• WORK TO COMPLETE:
In the material, swap "Mark" for "Indicate" in the part that opens with the line containing "Where can the man's ear" and closes with the line containing "Where can the paved". Give only those lines, with nothing else changed.
- - -
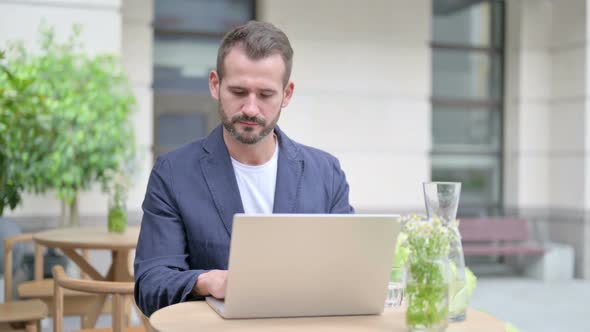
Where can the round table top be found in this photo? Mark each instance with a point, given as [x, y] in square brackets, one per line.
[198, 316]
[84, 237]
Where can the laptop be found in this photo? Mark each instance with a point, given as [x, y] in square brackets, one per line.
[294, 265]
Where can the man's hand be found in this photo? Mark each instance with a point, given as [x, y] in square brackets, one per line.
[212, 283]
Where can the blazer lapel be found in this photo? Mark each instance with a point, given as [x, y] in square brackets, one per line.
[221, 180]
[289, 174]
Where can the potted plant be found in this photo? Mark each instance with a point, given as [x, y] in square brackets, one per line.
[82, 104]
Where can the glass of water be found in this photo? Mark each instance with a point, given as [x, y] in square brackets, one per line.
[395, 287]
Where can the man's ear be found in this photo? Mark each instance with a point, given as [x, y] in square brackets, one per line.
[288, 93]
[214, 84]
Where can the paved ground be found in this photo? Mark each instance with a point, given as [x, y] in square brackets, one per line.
- - -
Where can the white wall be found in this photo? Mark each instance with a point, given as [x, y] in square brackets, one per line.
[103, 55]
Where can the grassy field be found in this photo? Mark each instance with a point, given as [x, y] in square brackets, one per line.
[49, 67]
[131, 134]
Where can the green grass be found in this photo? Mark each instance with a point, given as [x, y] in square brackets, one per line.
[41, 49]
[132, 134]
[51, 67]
- - -
• ANSWER:
Where can the man's ear be found in this photo? Indicate each instance with a point, given as [x, y] in square brackets, one per line.
[288, 93]
[214, 84]
Where can the paved ground be found in this photo? Indicate each instance with a point, given as [x, y] in square brackets, one per line.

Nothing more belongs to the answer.